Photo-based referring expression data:
-- -- --

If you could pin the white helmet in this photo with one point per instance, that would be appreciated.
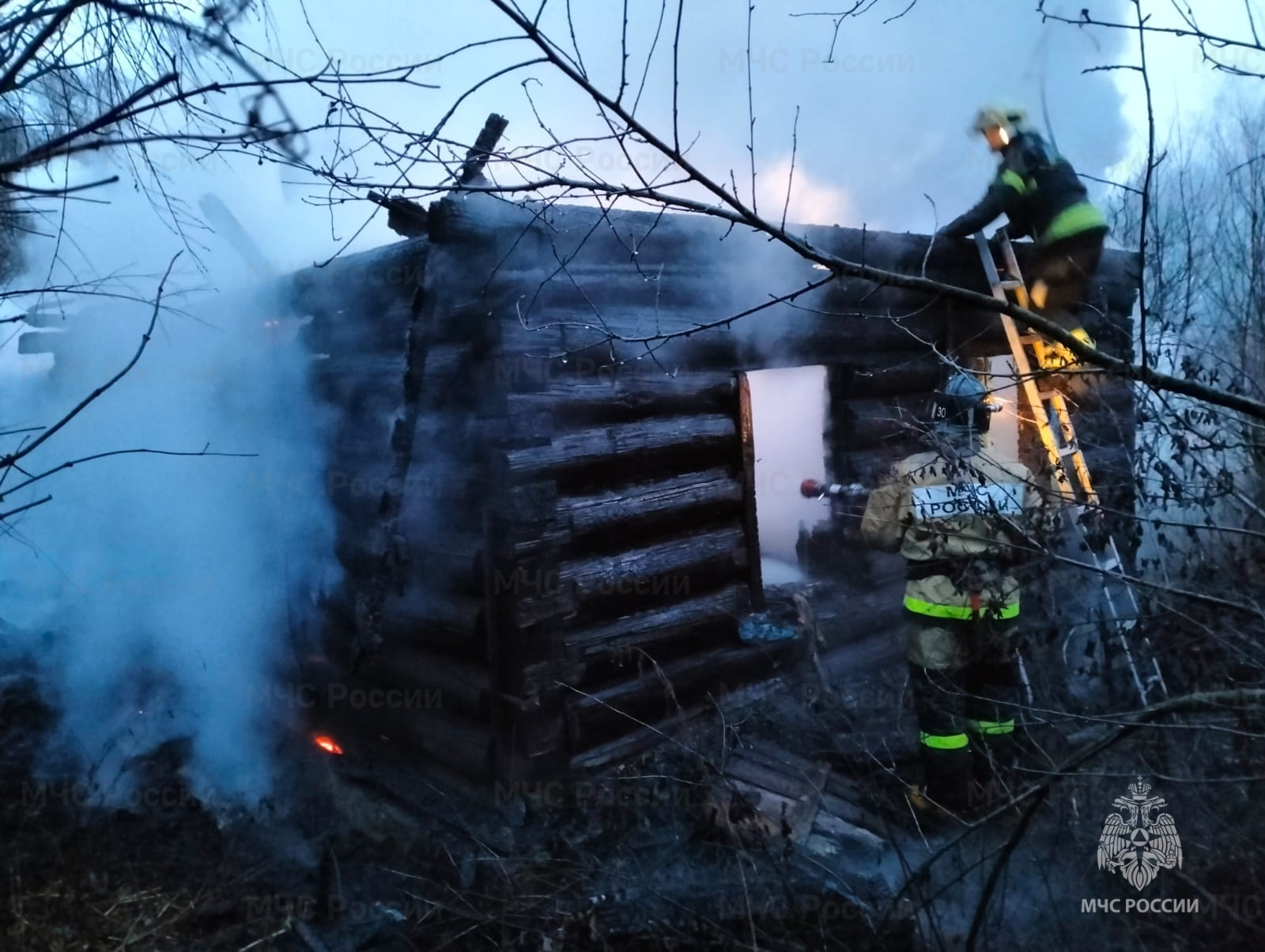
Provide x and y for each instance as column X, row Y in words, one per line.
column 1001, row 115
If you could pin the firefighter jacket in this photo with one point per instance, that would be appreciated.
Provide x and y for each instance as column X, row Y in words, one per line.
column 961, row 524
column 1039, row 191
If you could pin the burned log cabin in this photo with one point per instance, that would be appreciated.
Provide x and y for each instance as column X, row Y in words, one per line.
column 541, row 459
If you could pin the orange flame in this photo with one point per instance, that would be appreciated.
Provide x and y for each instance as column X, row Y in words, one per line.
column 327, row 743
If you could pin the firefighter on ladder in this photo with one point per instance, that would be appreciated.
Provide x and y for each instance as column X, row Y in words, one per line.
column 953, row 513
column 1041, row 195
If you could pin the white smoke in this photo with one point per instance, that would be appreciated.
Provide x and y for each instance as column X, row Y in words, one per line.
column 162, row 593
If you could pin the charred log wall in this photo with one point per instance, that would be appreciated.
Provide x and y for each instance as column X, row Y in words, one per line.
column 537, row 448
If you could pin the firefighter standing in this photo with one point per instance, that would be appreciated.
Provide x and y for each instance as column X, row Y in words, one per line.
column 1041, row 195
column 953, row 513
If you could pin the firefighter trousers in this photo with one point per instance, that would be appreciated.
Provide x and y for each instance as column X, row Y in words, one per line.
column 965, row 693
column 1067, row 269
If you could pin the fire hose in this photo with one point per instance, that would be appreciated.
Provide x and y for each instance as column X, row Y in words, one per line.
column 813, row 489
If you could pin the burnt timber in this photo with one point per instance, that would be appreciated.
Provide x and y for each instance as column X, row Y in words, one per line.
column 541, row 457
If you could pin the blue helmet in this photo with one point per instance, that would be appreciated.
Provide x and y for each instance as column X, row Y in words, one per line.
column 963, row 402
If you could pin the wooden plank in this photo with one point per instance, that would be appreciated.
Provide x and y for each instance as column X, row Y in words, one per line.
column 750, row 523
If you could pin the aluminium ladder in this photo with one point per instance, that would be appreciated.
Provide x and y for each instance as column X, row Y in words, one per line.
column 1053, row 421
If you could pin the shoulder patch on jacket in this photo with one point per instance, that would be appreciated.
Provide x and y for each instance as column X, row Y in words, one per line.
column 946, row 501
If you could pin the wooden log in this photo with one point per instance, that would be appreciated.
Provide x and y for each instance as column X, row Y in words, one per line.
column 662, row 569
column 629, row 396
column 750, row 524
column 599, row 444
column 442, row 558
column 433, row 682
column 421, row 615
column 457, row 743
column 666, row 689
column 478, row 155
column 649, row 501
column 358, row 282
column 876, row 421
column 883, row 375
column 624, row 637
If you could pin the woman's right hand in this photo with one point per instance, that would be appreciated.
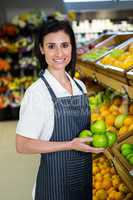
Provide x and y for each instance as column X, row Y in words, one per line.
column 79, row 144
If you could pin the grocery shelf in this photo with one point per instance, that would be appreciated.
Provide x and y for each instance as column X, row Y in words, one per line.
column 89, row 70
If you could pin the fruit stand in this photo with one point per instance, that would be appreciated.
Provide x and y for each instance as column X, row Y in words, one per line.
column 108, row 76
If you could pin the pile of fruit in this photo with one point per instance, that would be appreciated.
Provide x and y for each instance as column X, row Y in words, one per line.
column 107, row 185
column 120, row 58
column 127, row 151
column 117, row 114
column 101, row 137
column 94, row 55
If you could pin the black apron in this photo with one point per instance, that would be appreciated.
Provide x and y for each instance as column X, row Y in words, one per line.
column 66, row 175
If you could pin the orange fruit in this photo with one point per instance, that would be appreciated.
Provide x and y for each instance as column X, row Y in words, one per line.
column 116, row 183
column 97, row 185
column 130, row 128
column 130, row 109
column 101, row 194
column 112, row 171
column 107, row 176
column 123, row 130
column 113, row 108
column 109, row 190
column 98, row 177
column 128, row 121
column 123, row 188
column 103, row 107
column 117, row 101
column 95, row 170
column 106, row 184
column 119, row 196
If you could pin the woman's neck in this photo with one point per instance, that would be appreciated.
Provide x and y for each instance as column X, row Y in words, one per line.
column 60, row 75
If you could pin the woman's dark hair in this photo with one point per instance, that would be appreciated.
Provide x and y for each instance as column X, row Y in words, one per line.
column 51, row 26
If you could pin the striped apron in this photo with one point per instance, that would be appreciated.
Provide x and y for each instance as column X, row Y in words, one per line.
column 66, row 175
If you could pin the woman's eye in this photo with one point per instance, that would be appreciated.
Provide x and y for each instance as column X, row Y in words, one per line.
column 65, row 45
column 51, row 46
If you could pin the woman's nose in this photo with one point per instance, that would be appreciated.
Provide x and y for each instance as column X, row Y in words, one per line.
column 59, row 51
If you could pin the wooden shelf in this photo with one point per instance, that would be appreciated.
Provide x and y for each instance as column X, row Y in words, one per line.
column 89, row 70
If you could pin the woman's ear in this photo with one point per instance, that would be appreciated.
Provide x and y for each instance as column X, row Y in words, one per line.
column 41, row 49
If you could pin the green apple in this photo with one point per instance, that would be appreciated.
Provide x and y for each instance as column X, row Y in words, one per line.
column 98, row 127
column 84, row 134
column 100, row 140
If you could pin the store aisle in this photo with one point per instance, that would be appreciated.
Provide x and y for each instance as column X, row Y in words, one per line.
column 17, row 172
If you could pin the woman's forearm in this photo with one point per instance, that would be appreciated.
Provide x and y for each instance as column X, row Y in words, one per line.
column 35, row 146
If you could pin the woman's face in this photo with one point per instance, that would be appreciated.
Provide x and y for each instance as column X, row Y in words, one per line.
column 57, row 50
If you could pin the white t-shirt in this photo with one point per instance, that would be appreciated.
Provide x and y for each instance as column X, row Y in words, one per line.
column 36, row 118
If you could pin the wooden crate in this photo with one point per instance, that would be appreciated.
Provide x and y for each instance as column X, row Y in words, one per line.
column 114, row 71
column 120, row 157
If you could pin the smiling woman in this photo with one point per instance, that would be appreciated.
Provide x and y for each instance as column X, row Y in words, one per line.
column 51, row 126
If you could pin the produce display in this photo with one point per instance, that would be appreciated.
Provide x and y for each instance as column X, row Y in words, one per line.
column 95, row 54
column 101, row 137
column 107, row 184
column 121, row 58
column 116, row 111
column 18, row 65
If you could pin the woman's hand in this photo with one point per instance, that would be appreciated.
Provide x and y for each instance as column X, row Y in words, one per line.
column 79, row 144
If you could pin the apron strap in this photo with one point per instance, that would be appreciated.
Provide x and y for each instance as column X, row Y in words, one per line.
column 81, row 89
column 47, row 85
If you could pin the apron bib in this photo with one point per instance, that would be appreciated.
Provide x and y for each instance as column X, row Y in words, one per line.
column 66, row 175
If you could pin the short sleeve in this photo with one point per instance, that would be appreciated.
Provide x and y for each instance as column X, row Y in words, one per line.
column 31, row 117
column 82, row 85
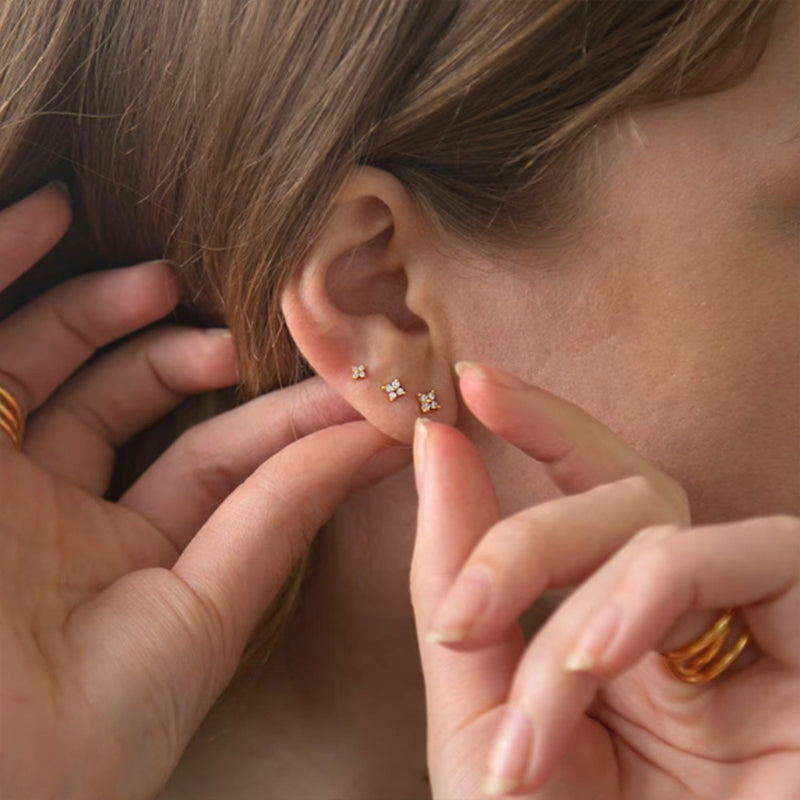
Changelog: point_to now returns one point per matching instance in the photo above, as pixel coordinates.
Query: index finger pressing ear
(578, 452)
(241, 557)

-- -- --

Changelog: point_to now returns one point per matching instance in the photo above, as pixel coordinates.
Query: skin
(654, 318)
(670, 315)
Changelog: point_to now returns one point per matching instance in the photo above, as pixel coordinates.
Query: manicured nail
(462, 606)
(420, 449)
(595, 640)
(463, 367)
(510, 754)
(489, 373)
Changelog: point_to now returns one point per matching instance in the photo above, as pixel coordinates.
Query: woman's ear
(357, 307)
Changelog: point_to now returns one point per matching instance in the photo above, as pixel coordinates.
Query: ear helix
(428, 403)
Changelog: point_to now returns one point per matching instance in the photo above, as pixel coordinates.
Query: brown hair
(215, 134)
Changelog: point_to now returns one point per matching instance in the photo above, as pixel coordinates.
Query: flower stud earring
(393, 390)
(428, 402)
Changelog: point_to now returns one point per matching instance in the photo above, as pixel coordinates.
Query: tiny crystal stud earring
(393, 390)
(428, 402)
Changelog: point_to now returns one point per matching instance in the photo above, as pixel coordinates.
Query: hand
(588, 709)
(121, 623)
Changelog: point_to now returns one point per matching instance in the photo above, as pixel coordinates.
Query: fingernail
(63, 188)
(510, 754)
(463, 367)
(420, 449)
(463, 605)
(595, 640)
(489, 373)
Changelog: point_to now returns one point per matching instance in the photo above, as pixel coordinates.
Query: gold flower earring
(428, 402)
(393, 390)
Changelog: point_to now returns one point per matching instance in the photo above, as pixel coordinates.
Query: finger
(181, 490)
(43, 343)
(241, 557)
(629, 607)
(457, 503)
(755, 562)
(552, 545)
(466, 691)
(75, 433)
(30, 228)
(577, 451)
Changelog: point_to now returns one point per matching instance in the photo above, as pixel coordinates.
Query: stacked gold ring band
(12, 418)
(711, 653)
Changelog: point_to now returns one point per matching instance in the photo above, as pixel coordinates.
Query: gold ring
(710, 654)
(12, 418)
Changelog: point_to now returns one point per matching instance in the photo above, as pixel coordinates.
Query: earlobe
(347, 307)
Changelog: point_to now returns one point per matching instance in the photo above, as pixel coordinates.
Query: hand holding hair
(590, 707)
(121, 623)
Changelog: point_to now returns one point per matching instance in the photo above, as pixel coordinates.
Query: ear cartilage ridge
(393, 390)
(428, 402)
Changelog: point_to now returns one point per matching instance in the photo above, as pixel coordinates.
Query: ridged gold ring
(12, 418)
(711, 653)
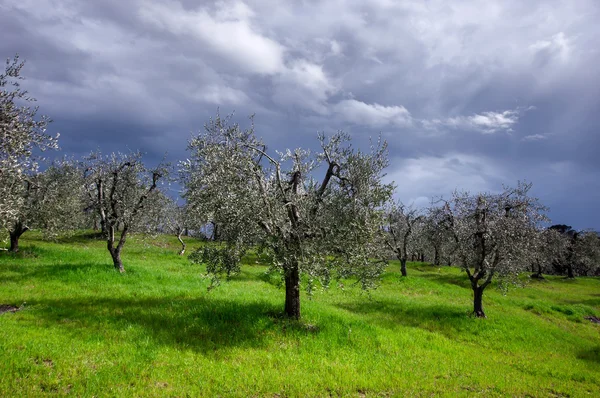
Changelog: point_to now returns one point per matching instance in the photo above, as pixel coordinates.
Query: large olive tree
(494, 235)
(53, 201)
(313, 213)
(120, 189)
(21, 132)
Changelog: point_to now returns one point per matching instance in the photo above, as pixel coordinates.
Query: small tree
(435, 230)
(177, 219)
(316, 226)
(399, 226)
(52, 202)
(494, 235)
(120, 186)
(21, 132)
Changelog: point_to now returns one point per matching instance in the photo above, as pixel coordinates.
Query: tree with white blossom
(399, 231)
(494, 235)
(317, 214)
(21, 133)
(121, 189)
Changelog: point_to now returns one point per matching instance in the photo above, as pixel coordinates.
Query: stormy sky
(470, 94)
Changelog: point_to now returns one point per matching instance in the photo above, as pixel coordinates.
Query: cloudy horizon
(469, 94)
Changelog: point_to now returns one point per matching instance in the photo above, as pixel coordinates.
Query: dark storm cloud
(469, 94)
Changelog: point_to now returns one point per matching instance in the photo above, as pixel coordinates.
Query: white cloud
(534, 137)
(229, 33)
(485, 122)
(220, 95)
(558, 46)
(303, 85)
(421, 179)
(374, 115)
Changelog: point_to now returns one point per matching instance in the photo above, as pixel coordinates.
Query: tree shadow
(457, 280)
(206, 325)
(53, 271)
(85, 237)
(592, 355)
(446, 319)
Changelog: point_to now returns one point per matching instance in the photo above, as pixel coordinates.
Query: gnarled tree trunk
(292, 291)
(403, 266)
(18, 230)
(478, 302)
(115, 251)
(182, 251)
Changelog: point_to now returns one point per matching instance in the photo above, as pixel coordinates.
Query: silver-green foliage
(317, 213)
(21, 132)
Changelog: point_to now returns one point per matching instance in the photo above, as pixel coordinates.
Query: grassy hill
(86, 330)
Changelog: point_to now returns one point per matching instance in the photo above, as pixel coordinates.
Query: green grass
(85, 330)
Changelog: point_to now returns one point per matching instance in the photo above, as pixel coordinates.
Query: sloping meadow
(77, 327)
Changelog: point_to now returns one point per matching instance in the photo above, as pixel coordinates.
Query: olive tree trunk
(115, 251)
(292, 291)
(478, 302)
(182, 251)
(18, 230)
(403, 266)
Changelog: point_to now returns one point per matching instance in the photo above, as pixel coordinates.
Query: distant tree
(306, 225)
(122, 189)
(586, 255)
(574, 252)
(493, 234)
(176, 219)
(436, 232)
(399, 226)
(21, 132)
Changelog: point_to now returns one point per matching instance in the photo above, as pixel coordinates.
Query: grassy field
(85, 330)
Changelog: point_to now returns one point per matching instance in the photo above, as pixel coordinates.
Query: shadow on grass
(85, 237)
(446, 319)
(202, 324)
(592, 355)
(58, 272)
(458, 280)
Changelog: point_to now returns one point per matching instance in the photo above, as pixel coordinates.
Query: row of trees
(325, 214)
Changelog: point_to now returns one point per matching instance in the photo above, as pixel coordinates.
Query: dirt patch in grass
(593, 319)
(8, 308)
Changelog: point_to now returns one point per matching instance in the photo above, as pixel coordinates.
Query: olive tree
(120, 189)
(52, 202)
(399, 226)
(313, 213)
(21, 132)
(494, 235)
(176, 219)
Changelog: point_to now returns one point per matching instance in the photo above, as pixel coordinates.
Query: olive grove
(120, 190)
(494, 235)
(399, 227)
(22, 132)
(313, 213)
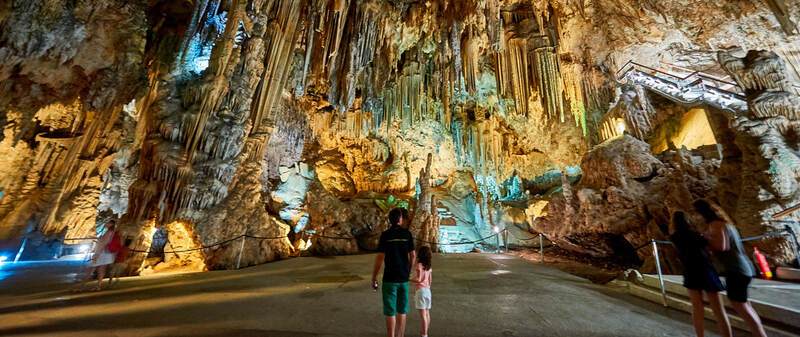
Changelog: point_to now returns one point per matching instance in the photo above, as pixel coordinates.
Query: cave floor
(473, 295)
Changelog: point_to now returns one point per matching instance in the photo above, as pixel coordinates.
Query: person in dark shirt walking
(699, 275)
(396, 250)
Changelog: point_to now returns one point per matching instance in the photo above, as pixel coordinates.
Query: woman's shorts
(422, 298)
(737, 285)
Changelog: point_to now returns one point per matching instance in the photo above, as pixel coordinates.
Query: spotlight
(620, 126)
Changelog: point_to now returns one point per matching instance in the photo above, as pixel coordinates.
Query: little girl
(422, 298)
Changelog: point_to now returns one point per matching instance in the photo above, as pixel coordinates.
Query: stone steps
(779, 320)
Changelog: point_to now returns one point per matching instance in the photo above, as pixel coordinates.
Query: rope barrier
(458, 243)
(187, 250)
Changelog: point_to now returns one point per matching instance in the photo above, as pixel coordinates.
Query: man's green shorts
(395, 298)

-- -- --

TASK INSTRUCTIONS: Output only the stretch above from the line with "If you could pin the white helmet" through the line with "If you could pin the firefighter jacket", reproduced exactly. Exclude pictures.

SOLUTION:
If you could pin the white helmet in this photo with one point per instance, that would be appreciated.
Provide x and y for each instance as column X, row Y in words, one per line.
column 1001, row 115
If you could pin the firefighter jacket in this photo with one point per instance, that would be appreciated.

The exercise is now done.